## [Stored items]
════════════════

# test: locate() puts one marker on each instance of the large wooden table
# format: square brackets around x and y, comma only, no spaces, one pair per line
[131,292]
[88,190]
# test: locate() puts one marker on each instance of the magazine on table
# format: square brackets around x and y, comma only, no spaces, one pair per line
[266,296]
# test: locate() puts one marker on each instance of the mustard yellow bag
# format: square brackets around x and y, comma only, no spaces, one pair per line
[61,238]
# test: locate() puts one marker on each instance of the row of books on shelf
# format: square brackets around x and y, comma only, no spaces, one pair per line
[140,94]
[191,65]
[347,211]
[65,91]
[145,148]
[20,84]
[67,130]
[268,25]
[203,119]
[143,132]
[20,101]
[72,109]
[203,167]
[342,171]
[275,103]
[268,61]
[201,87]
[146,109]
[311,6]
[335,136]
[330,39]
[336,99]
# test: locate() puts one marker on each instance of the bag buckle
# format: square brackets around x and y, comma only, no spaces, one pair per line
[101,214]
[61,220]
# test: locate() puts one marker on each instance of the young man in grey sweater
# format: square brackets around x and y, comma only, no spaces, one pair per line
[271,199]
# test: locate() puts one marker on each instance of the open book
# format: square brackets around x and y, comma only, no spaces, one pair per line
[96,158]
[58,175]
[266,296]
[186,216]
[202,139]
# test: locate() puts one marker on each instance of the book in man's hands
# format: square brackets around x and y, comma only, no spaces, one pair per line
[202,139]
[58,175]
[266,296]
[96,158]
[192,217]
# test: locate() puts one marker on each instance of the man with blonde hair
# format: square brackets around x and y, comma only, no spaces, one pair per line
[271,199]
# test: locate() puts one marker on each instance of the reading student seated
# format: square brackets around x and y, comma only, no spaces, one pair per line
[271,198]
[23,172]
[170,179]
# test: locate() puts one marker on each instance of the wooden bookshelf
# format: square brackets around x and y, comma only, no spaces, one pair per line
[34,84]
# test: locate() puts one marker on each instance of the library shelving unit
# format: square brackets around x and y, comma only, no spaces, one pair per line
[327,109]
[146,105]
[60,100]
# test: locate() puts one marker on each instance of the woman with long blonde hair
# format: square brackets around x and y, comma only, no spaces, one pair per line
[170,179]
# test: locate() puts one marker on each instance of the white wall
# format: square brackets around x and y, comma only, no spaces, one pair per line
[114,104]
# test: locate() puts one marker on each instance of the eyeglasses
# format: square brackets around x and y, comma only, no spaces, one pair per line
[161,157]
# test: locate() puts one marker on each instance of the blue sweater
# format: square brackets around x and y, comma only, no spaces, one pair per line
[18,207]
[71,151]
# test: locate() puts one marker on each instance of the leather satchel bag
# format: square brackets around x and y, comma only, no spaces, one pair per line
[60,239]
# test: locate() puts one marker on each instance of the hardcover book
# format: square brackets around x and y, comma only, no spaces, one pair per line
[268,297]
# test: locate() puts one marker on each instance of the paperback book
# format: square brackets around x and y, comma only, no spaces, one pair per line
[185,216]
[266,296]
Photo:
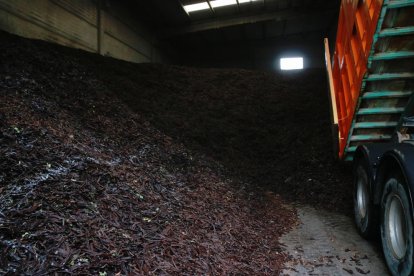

════════════════

## [WHAT THE TASK REQUIRES]
Restate, please, word for word the span of records running from the first line to the line bearing "in grey sweater", both included, and nothing outside it.

## [TASK OUTPUT]
# test: locate() puts one marker on each instance of the large wooden table
# format: square brackets around x and y, comma only, no spaces, one pair per line
[131,292]
[88,190]
# test: locate() puts one marker on each instance of the magazine on table
# format: square brackets around x and y, comma only, no spaces, one pair per line
[266,296]
# test: locate() puts one marker on each instance of the mustard yellow bag
# format: square brackets around x and y, comma only, no spaces, one pair per line
[61,238]
# test: locate() puts one marker on each instance of the row of books on shelf
# format: square brackets around x and y, comma only, no spaces, one pair per line
[140,94]
[191,65]
[347,211]
[65,91]
[145,148]
[20,84]
[67,130]
[268,25]
[203,119]
[143,132]
[20,101]
[72,109]
[203,167]
[342,171]
[275,103]
[268,61]
[201,87]
[146,109]
[311,6]
[335,136]
[330,39]
[336,99]
# test: locate() puts one marker on each instance of the bag buckle
# format: square brackets around x and y, comma only, no spaces, one pair per line
[101,214]
[61,220]
# test: locate() puts one marker on each instance of the young man in grey sweater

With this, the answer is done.